施設は研究の場となる「ワークショップ」や病気になった住人を治療する施設など様々だ
他にも住民が住む住居や、ジェネレーターから離れた場所に熱源を供給する「蒸気ハブ」なども建設できる。どちらも建設しなければ住人が凍えて死んでしまうので必須だ

 本作は序盤からカツカツだが、後半は人口の増加と環境の悪化で常に気が抜けない状態となる。ふと目をそらしたすきに何かが不足し、そこから死の連鎖が起きるということも少なくない。例えば、建設のために木材収集に労働力を割いていたために、人口が増えたタイミングで石炭の貯蔵が足りずに住人を温めきれず、そこから病人が増加し、総人口が増えたにもかかわらず労働者が不足、あらゆるリソースが足りなくなるどん詰まりに陥ることもある。常に都市に目を凝らし、確実に資源を管理・活用していくことが重要だ。

都市の状況などは一目で確認できるので細かくチェックするといいだろう

 また、労働力も他のゲームのように食料や住居があれば勝手に増えてくれる訳ではく、町の外の世界である「フロストランド」を探索して遭難者を救助することで人口を増やす必要がある。探索を行なえば遭難者を救助するだけでなく、各種資源を手に入れられることもある。特に蒸気核はフロストランドでしか入手できないので、積極的に探索を進めるといいだろう。

== 次の課題 ==
a) 上の文書抜粋から、「施設は研究の場となる「ワークショップ」や病気になった住人を治療する施設など様々だ」で始まり「に探索を進めるといいだろう。」で終わる部分を一字一句変えずに書き写してください。
b) 文書抜粋によると、蒸気核はどこでしか入手できませんか？

== データ項目 ==
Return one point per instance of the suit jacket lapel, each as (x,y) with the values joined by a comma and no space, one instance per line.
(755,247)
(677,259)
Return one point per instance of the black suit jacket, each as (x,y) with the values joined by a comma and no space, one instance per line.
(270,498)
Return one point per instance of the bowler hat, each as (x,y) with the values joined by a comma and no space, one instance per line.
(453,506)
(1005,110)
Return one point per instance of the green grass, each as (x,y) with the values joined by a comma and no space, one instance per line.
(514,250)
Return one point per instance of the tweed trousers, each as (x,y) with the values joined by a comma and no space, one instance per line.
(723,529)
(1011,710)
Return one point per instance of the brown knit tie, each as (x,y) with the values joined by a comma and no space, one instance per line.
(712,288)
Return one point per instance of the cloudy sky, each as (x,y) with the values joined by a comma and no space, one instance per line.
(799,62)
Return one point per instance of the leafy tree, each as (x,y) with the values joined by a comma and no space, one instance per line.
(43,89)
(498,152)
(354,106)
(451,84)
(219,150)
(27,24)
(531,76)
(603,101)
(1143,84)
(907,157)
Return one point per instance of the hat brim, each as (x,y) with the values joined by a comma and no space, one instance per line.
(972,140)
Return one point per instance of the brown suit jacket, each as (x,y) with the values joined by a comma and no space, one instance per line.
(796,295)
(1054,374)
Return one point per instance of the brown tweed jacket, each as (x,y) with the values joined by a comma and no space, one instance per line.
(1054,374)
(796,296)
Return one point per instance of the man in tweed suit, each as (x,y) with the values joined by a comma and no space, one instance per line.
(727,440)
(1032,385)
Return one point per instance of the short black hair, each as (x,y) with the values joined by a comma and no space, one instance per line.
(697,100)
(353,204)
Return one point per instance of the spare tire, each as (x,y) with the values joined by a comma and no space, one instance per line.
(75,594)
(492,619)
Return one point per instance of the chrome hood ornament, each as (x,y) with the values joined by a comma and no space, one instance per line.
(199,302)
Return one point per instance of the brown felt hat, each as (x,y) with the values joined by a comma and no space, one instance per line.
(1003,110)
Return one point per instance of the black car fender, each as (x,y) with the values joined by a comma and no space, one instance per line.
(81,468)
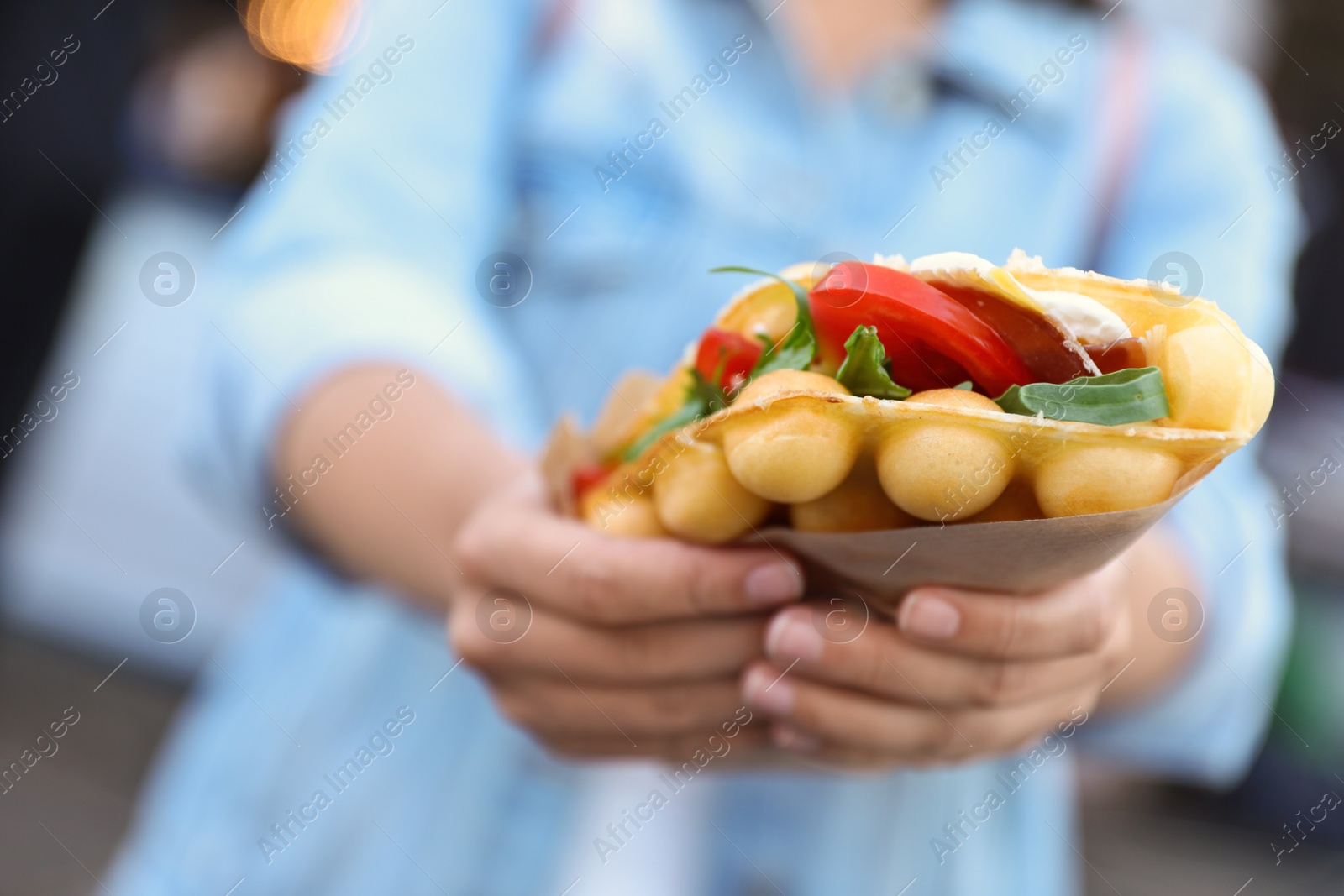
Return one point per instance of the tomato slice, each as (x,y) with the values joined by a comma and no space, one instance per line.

== 解答一覧 ==
a)
施設は研究の場となる「ワークショップ」や病気になった住人を治療する施設など様々だ
他にも住民が住む住居や、ジェネレーターから離れた場所に熱源を供給する「蒸気ハブ」なども建設できる。どちらも建設しなければ住人が凍えて死んでしまうので必須だ

 本作は序盤からカツカツだが、後半は人口の増加と環境の悪化で常に気が抜けない状態となる。ふと目をそらしたすきに何かが不足し、そこから死の連鎖が起きるということも少なくない。例えば、建設のために木材収集に労働力を割いていたために、人口が増えたタイミングで石炭の貯蔵が足りずに住人を温めきれず、そこから病人が増加し、総人口が増えたにもかかわらず労働者が不足、あらゆるリソースが足りなくなるどん詰まりに陥ることもある。常に都市に目を凝らし、確実に資源を管理・活用していくことが重要だ。

都市の状況などは一目で確認できるので細かくチェックするといいだろう

 また、労働力も他のゲームのように食料や住居があれば勝手に増えてくれる訳ではく、町の外の世界である「フロストランド」を探索して遭難者を救助することで人口を増やす必要がある。探索を行なえば遭難者を救助するだけでなく、各種資源を手に入れられることもある。特に蒸気核はフロストランドでしか入手できないので、積極的に探索を進めるといいだろう。

b) フロストランドでしか入手できません。